>>

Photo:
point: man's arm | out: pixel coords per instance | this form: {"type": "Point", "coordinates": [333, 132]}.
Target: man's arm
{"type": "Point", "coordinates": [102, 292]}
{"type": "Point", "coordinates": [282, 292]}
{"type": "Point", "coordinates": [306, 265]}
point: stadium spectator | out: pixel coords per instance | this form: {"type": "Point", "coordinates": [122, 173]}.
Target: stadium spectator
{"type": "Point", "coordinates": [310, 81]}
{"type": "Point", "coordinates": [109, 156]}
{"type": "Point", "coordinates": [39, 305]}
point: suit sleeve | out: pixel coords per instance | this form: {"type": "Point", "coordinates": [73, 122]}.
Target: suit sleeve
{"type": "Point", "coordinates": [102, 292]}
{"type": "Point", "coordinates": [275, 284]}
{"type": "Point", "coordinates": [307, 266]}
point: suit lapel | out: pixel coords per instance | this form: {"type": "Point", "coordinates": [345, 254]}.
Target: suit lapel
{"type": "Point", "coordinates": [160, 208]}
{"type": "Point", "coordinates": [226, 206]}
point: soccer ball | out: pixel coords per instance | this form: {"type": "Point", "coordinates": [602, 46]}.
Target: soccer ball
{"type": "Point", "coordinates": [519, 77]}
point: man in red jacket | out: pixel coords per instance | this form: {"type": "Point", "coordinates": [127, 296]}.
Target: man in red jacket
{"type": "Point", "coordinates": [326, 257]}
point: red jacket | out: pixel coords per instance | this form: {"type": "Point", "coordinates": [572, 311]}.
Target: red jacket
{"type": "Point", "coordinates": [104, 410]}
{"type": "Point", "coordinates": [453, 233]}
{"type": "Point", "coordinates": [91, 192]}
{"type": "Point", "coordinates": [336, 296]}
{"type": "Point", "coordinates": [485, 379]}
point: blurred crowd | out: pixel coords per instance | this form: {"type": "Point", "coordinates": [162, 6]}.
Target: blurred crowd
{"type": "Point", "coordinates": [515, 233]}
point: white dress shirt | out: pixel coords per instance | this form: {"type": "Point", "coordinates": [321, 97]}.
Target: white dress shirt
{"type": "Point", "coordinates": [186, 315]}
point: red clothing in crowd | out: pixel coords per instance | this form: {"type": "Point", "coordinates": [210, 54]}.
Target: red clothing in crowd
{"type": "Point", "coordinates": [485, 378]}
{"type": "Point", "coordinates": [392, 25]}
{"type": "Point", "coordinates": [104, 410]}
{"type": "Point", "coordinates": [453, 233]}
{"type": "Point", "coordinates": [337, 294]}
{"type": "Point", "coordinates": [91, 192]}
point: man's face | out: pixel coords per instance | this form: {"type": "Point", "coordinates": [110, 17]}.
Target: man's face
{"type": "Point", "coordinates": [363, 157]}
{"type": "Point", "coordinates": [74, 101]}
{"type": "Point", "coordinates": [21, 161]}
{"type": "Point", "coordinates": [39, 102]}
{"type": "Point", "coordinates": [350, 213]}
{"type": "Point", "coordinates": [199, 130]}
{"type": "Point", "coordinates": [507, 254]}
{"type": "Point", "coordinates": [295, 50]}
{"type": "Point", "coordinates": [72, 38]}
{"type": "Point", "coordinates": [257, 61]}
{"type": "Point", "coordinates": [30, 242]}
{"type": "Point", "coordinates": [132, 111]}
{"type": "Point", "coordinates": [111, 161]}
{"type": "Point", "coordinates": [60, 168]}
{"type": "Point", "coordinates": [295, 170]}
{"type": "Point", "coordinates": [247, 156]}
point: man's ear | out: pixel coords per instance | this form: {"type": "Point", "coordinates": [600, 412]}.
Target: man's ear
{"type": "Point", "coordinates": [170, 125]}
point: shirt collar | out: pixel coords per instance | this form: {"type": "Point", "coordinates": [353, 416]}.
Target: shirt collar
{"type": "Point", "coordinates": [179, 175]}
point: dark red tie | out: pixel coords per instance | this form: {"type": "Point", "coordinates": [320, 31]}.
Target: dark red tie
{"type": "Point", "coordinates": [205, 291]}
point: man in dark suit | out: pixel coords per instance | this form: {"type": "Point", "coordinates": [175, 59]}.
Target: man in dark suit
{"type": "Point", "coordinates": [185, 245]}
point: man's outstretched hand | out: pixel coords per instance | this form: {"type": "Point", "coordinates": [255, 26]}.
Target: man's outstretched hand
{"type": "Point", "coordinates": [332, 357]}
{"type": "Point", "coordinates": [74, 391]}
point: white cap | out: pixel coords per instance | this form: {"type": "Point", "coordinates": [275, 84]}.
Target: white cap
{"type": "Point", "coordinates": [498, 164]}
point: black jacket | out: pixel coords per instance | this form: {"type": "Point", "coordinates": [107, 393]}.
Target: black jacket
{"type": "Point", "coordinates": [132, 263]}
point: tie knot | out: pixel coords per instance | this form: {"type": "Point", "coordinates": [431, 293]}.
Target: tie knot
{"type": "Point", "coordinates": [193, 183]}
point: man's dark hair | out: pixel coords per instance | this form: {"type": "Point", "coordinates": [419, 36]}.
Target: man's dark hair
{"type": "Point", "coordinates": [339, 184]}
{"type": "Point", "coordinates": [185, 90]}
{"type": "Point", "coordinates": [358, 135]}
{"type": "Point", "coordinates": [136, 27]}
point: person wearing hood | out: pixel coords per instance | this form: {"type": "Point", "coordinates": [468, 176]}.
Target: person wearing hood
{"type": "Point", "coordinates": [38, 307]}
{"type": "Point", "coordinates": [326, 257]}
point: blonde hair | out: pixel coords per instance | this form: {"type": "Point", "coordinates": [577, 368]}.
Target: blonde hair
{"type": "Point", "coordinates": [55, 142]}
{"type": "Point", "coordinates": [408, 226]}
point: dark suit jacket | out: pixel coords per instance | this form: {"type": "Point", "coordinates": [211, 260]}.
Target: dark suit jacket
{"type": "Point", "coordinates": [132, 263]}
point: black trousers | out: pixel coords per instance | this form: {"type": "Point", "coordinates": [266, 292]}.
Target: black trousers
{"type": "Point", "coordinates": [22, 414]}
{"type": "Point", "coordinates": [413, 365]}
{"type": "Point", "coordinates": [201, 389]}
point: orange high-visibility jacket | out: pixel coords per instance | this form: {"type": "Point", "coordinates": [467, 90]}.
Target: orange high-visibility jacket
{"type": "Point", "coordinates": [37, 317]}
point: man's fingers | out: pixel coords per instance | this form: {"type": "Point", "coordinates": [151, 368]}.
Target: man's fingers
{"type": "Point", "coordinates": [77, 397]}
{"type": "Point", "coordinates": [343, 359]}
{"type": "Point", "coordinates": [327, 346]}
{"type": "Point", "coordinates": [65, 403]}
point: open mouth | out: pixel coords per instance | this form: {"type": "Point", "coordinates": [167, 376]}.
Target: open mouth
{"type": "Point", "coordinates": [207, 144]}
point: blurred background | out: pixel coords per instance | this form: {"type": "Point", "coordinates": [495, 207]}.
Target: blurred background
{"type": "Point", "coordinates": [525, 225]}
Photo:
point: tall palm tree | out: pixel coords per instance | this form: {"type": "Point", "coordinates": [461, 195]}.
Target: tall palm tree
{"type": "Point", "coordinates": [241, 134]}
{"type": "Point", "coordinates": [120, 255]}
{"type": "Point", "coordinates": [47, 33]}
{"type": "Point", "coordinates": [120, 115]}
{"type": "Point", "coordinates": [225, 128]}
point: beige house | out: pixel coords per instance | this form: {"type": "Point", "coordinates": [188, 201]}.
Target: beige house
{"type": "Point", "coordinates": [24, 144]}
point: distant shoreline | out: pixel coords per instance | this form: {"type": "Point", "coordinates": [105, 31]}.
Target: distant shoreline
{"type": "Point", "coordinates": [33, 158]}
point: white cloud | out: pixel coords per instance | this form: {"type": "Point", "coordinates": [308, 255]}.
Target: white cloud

<<

CHALLENGE →
Set down again, without alteration, every entry from the line containing "point: orange high-visibility" down to the end of the entries above, including both of those ends.

COMPLETED EXERCISE →
point: orange high-visibility jacket | out: pixel coords per instance | this form: {"type": "Point", "coordinates": [467, 90]}.
Target: orange high-visibility jacket
{"type": "Point", "coordinates": [37, 317]}
point: man's fingers | out: pixel coords per instance | this form: {"type": "Point", "coordinates": [151, 368]}.
Target: man's fingers
{"type": "Point", "coordinates": [77, 397]}
{"type": "Point", "coordinates": [343, 359]}
{"type": "Point", "coordinates": [327, 346]}
{"type": "Point", "coordinates": [65, 403]}
point: open mouth | out: pixel coords per instance | this form: {"type": "Point", "coordinates": [167, 376]}.
Target: open mouth
{"type": "Point", "coordinates": [207, 144]}
point: blurred background | out: pixel coords per instance | this form: {"type": "Point", "coordinates": [495, 207]}.
Target: blurred background
{"type": "Point", "coordinates": [525, 225]}
Photo:
point: tall palm tree | out: pixel coords per instance | this form: {"type": "Point", "coordinates": [461, 195]}.
Target: tall palm tree
{"type": "Point", "coordinates": [241, 134]}
{"type": "Point", "coordinates": [120, 255]}
{"type": "Point", "coordinates": [47, 33]}
{"type": "Point", "coordinates": [120, 115]}
{"type": "Point", "coordinates": [225, 128]}
point: beige house | out: pixel coords per instance | this form: {"type": "Point", "coordinates": [188, 201]}.
Target: beige house
{"type": "Point", "coordinates": [24, 144]}
point: distant shoreline | out: pixel coords per instance | this form: {"type": "Point", "coordinates": [105, 31]}.
Target: distant shoreline
{"type": "Point", "coordinates": [33, 158]}
point: white cloud | out: pixel coords per instance | this form: {"type": "Point", "coordinates": [308, 255]}.
Target: white cloud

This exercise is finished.